= Europe by Satellite =

European television information service

The European Broadcasting Service (EBS) (formerly Europe by Satellite) is the TV information service of the European Union which includes 2 TV channels: EBS and EBS+. Managed by the European Commission, it broadcasts images coming from all EU Institutions like the European Parliament, the European Council, the European Central Bank, the European Committee of the Regions, and the European Court of Justice.

The EBS was launched in 1995 with the purpose of providing TV, radio stations and other news services with live pictures and sounds coming from the EU, in all official EU languages. The programming consists of a mix of live events, stock shots, edited programmes and video clips on EU subjects produced by various EU Institutions and Directorates. EbS delivers a unique archive on the history of the EU. All the material from EBS and its archive may be used free of charge for EU-related information and educational purposes.

==Satellite footprint==
EBS service is available via unencrypted satellite signals and the services are on Eutelsat 9B. The satellite footprint covers all Europe, North Africa, the Middle East, and Asia. More details here

==Audiovisual Portal==
EBS service is also available online, on the Audiovisual Portal managed by the European Commission where the schedule of both channels is available for streaming and download purposes. Download functionalities offer several file formats: MP3 for audio files, MP4 h264 broadcast quality and MPEG4 web quality for the video files. In addition, the video embed code is also available for the user.

**Supplied information**

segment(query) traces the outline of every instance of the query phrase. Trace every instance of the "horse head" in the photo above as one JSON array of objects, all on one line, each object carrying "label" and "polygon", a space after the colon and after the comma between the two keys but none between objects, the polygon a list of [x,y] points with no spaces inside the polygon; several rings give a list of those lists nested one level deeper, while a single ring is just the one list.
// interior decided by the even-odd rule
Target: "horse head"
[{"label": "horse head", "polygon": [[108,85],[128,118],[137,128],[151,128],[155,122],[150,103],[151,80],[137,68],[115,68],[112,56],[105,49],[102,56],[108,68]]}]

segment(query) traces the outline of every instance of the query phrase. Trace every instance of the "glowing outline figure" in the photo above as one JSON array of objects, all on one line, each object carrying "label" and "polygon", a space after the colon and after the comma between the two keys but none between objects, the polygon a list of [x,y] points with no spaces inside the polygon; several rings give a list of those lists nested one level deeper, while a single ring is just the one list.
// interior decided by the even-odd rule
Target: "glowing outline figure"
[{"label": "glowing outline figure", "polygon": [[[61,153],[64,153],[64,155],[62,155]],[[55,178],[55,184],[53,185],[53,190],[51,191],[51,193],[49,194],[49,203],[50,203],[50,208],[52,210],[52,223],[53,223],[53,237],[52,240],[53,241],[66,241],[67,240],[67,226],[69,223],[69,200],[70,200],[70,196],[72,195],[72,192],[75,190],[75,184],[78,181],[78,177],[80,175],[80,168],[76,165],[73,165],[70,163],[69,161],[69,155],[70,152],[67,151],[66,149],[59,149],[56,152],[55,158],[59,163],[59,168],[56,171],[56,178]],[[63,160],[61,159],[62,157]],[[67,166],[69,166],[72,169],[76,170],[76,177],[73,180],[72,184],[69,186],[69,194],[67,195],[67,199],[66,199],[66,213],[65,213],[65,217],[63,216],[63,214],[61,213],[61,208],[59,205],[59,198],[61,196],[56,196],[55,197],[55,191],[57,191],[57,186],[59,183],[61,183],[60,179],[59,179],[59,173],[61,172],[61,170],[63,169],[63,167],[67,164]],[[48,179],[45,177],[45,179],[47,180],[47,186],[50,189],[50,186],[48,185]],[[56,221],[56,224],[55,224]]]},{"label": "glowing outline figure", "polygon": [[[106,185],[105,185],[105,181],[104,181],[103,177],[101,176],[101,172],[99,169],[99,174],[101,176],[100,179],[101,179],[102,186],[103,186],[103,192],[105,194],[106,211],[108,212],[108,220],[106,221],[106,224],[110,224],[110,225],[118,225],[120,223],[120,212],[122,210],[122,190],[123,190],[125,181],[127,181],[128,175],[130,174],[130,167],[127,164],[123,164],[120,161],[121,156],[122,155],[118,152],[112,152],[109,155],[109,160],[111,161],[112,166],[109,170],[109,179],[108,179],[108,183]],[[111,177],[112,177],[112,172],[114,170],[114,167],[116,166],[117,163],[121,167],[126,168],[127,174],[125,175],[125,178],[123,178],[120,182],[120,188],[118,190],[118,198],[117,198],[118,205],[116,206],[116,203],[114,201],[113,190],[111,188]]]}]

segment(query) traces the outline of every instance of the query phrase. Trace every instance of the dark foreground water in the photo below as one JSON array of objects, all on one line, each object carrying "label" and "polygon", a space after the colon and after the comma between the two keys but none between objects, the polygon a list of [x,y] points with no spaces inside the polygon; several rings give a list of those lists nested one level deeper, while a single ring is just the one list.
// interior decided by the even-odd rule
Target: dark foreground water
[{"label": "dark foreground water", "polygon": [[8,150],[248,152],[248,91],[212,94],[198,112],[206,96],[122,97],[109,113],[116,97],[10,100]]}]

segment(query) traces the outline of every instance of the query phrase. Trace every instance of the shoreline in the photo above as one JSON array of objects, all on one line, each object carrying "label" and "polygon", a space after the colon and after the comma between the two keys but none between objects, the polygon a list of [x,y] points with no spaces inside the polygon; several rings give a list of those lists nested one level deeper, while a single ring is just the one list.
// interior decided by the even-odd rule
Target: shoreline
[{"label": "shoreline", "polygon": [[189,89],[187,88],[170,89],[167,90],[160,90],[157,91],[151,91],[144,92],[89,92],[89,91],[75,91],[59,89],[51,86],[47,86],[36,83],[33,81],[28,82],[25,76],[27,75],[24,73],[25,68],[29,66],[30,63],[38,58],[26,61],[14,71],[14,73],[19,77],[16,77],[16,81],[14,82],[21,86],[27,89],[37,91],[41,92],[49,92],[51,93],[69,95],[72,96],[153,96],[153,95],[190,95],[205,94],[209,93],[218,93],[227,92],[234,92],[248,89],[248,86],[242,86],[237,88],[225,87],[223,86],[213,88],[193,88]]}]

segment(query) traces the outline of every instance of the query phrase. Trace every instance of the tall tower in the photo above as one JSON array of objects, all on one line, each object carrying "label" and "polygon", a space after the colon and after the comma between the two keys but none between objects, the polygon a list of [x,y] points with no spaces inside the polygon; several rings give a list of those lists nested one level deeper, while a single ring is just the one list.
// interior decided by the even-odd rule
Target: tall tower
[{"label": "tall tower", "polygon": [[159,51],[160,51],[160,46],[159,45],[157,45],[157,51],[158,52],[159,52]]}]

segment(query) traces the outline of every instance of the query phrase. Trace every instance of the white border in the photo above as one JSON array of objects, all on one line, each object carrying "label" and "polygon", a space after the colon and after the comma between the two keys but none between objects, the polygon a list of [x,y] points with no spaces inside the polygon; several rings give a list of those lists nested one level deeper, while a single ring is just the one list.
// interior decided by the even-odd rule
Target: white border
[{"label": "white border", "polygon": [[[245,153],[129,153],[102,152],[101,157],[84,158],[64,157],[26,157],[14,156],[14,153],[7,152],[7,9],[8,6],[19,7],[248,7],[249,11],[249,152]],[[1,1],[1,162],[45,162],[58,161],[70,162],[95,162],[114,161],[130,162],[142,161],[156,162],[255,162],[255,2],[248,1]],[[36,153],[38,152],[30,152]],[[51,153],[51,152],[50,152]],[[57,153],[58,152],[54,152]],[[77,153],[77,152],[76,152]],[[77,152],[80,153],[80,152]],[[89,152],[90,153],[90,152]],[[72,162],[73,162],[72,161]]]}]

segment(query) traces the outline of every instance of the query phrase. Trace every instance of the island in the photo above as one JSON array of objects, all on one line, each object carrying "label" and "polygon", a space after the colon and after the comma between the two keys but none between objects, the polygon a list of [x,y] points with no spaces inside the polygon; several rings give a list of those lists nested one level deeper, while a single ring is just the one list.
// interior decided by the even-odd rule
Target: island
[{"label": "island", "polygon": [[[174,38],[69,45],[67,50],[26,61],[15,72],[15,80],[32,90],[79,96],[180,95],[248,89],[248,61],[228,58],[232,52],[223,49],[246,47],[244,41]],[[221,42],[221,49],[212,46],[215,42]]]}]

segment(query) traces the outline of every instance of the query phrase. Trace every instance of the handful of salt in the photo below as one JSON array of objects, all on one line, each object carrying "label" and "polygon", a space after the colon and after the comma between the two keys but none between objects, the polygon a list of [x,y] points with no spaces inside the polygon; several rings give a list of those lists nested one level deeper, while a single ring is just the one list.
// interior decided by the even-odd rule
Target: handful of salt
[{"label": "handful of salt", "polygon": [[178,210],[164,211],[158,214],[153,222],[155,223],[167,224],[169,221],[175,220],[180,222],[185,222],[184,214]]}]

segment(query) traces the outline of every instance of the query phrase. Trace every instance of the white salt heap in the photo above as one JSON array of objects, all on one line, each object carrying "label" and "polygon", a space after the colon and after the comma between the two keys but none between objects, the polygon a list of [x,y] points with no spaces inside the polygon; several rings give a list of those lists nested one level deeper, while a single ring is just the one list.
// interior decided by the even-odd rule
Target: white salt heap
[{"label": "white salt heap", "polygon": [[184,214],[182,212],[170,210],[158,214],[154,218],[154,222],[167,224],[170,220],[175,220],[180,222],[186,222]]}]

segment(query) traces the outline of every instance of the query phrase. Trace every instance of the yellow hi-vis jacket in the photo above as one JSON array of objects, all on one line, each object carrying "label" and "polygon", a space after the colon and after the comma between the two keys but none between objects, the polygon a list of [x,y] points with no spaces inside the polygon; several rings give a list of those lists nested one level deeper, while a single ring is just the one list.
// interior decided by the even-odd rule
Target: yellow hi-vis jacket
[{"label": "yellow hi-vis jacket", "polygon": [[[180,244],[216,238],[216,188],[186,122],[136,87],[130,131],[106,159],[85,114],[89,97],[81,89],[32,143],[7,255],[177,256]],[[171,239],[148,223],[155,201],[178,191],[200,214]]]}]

**Task goal**
Write out the Europe by Satellite article again, starting at the words "The EBS was" and stopping after "and educational purposes.", but switch "stock shots" to "file footage". The listing above is separate material, unrelated to the article on Europe by Satellite.

**Exercise answer**
The EBS was launched in 1995 with the purpose of providing TV, radio stations and other news services with live pictures and sounds coming from the EU, in all official EU languages. The programming consists of a mix of live events, file footage, edited programmes and video clips on EU subjects produced by various EU Institutions and Directorates. EbS delivers a unique archive on the history of the EU. All the material from EBS and its archive may be used free of charge for EU-related information and educational purposes.